> [Provided entries]
══════════════════════════════
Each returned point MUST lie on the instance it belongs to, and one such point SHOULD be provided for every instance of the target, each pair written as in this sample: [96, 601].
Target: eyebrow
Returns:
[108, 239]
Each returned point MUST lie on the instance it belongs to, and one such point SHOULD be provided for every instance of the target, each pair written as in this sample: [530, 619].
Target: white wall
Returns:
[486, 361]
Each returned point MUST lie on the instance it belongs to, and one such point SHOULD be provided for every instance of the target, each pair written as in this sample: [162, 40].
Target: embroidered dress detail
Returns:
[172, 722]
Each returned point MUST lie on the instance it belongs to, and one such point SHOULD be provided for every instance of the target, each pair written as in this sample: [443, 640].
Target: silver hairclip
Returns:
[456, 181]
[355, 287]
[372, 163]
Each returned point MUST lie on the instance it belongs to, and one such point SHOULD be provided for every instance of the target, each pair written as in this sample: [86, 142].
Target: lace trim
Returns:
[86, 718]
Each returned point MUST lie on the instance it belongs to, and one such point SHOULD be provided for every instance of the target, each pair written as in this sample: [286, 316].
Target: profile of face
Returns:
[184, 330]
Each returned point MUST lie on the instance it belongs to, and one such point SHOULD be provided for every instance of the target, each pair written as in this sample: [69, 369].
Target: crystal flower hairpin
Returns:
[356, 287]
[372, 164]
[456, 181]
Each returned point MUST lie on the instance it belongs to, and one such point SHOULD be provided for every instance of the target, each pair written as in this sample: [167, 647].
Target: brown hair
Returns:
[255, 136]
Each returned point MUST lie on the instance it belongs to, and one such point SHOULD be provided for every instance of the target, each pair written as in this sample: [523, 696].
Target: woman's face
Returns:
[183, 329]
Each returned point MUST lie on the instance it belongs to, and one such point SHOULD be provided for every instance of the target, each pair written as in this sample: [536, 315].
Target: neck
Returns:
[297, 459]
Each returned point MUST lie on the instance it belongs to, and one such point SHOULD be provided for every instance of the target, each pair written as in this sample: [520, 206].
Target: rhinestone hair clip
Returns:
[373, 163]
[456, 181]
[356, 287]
══════════════════════════════
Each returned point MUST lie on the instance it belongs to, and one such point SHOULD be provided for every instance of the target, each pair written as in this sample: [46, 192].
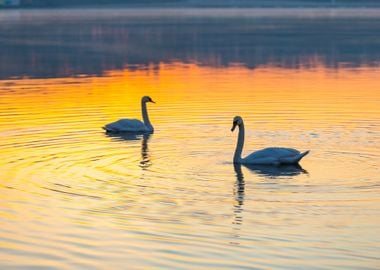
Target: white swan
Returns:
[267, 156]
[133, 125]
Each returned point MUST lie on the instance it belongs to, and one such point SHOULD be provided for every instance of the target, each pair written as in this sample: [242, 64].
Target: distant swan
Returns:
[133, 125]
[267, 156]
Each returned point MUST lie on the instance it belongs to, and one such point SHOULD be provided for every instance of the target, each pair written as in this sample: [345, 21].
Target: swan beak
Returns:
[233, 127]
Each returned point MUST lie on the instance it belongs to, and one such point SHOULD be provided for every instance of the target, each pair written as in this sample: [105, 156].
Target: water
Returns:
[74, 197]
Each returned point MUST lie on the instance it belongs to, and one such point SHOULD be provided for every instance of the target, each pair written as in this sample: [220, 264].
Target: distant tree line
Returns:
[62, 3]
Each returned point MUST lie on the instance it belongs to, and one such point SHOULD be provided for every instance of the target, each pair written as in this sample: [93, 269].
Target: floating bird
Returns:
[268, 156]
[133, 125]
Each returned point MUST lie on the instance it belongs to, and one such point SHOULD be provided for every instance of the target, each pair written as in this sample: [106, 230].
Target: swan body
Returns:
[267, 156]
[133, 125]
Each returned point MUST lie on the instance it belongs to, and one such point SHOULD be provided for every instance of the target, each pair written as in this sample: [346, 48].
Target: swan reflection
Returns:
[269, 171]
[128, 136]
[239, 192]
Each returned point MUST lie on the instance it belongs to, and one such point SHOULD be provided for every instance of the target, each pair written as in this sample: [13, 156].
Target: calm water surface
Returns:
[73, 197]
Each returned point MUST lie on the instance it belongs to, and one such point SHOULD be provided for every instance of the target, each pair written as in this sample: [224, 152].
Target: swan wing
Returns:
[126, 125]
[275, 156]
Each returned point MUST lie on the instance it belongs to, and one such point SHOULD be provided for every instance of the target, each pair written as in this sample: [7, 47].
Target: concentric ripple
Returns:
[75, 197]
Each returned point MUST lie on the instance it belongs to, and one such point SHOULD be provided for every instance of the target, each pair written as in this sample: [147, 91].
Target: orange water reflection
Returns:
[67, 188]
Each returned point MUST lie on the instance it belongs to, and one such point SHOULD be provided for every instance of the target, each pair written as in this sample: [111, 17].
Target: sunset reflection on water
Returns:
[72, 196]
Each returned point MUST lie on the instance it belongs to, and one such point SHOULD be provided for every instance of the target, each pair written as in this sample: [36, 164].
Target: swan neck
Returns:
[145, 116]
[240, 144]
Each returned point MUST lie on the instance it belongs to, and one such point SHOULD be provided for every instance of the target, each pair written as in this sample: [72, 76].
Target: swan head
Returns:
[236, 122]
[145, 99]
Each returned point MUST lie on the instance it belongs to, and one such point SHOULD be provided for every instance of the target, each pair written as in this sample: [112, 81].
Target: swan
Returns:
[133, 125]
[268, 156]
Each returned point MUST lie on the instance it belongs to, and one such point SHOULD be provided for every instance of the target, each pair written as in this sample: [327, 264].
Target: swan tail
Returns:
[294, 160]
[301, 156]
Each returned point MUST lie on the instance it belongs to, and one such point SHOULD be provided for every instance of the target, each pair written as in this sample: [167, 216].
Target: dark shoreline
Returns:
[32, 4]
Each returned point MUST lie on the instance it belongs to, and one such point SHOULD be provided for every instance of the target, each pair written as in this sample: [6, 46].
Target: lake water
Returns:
══════════════════════════════
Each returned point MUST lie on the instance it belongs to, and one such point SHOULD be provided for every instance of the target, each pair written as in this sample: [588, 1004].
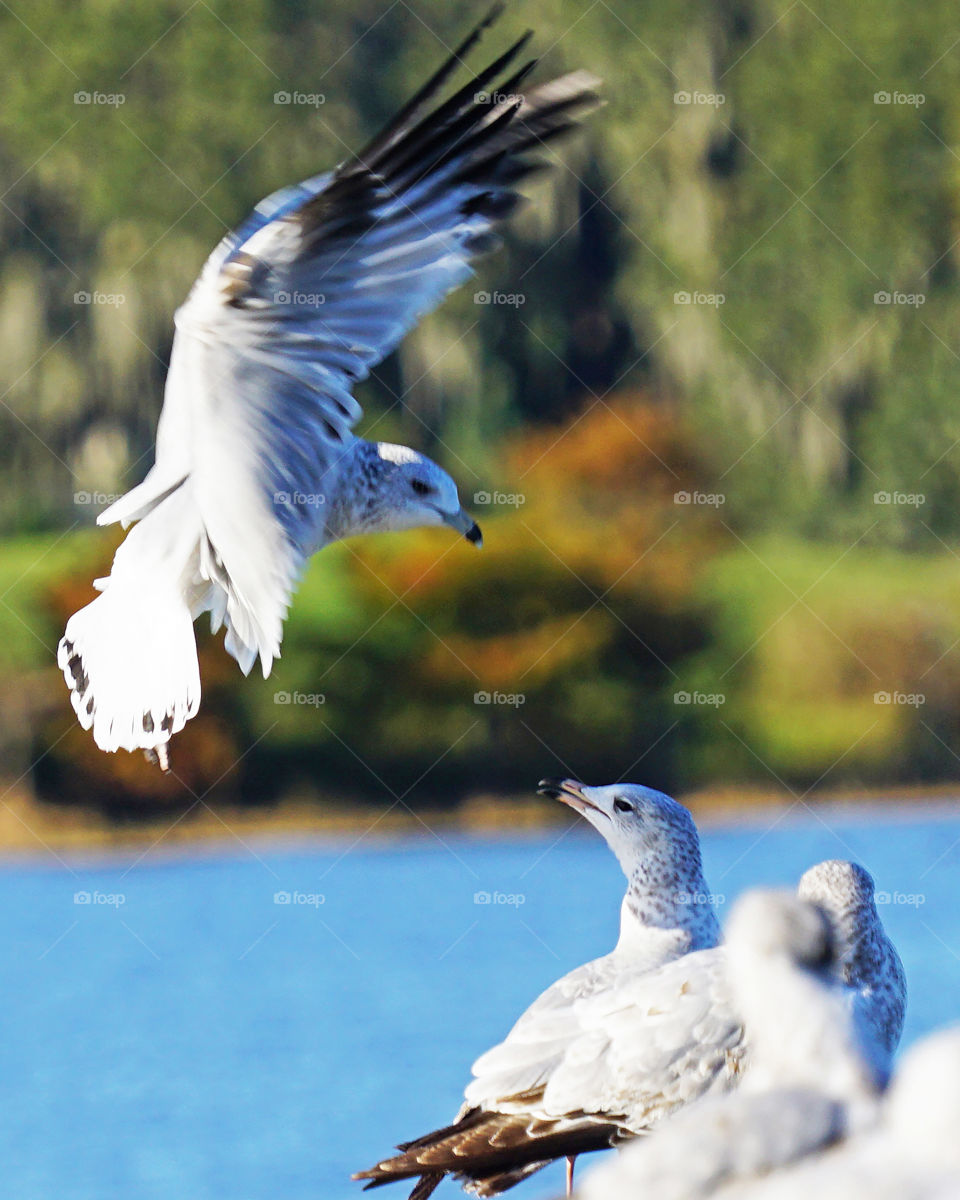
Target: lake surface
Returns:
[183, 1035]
══════════════════════════════
> [Set problem] From the listing above, pick out every line that contains the word "distant", treating uppercase and lowercase as different.

> [The reply]
Target: distant swan
Target: distant tree line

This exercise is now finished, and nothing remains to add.